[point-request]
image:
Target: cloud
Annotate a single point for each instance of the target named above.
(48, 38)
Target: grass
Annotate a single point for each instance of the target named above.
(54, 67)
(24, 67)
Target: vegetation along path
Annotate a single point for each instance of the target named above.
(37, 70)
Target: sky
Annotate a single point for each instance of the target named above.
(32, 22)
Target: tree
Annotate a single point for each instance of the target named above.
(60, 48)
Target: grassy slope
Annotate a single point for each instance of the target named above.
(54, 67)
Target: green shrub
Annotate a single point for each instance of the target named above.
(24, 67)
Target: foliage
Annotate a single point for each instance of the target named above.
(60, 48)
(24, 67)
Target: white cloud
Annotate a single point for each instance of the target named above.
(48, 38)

+++

EXERCISE DESCRIPTION :: Word for word, repeat every line of the data.

COMPLETED EXERCISE ::
[point-request]
image:
Target: cloud
Annotate a single point for each instance of the target named above.
(48, 38)
Target: grass
Annotate a single point for each instance of the target named above.
(54, 67)
(24, 67)
Target: vegetation along path
Annotate a single point for each instance of the target named above.
(37, 70)
Target: sky
Annotate a single point for each instance of the target named above.
(32, 22)
Target: tree
Annotate a single point for each instance of the target named above.
(60, 48)
Target: grassy slope
Annotate a single point for each instance of the target named above.
(54, 67)
Target: green shrub
Annotate a single point for each instance of the target named above.
(24, 67)
Target: foliage
Annotate a single point for each instance of the target named above.
(60, 48)
(24, 67)
Target: white cloud
Annotate a single point for each instance of the target named above.
(48, 38)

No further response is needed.